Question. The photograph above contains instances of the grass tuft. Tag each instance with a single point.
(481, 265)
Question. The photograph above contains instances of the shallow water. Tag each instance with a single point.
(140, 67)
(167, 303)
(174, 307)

* * * * * * *

▸ **THE REQUEST**
Each record should come back exactly as written.

▸ **CORRECT RESULT**
Question. The photograph above contains instances of the grass tuft. Tag each instance with a single point.
(481, 265)
Question. The photograph above contains instances of the shallow water. Tag each instance with a single point.
(140, 67)
(167, 303)
(174, 307)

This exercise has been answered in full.